## start TEXT
When it’s time for dispatch, the cattle go to an abattoir just 14 miles away. “It’s very calm, they don’t even have a radio on. If you stress the animals you’ve wasted 30 months rearing them,” he explains, giving his brindled long-horn a friendly slap. But it’s not all cuddles. When Charles recently got too close to a calf, its mother took exception and took off across the field after him; it ploughed through a hedge and chased him across the farmyard. They laugh about it now but he only just escaped a severe trampling. Not quite the pastoral idyll.
## end TEXT
● EXERCISE 1
In the cattle passage, how far is the abattoir where the cattle are sent for dispatch?
● EXERCISE 2
Please print the part of the cattle passage that opens with the words containing "When it’s time" and closes with "the pastoral idyll.".
## start SUPPLIED INFORMATION
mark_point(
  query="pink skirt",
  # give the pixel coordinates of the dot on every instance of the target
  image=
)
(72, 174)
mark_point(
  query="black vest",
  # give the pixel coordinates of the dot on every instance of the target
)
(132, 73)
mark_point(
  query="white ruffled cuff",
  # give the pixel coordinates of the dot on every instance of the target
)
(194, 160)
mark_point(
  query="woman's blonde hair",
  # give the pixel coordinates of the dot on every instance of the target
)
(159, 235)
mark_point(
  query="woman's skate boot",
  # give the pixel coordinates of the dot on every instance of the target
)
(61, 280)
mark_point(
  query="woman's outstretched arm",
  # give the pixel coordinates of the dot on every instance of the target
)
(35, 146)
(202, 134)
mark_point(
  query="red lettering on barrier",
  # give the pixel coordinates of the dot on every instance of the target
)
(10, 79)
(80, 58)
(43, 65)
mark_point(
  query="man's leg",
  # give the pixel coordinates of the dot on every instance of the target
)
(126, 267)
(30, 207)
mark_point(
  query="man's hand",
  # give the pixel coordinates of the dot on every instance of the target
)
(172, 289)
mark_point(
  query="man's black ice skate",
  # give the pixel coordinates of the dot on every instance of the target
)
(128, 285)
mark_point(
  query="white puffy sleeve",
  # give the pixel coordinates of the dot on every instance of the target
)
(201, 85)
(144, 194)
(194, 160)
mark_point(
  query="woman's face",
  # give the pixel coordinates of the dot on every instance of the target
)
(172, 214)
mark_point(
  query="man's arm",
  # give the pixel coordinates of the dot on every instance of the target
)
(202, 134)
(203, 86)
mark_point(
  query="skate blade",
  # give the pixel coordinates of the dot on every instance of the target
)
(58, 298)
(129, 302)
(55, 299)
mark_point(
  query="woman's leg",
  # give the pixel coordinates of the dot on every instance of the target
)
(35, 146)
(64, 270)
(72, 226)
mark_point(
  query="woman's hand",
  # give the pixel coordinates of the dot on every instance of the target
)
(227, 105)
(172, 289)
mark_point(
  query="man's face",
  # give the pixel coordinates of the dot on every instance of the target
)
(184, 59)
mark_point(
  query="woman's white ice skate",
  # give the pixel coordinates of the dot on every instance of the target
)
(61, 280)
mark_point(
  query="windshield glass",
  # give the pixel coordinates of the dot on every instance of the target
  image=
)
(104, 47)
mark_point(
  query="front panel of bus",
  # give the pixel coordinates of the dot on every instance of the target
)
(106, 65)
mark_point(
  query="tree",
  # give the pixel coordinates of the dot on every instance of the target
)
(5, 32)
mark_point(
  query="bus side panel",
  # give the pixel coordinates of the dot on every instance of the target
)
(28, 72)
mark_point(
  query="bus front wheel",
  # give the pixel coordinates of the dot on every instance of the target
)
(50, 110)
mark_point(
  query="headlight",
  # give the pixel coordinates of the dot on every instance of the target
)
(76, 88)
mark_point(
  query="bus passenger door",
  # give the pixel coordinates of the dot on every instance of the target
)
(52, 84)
## end SUPPLIED INFORMATION
● CORRECT RESPONSE 1
It is 14 miles away.

● CORRECT RESPONSE 2
When it’s time for dispatch, the cattle go to an abattoir just 14 miles away. “It’s very calm, they don’t even have a radio on. If you stress the animals you’ve wasted 30 months rearing them,” he explains, giving his brindled long-horn a friendly slap. But it’s not all cuddles. When Charles recently got too close to a calf, its mother took exception and took off across the field after him; it ploughed through a hedge and chased him across the farmyard. They laugh about it now but he only just escaped a severe trampling. Not quite the pastoral idyll.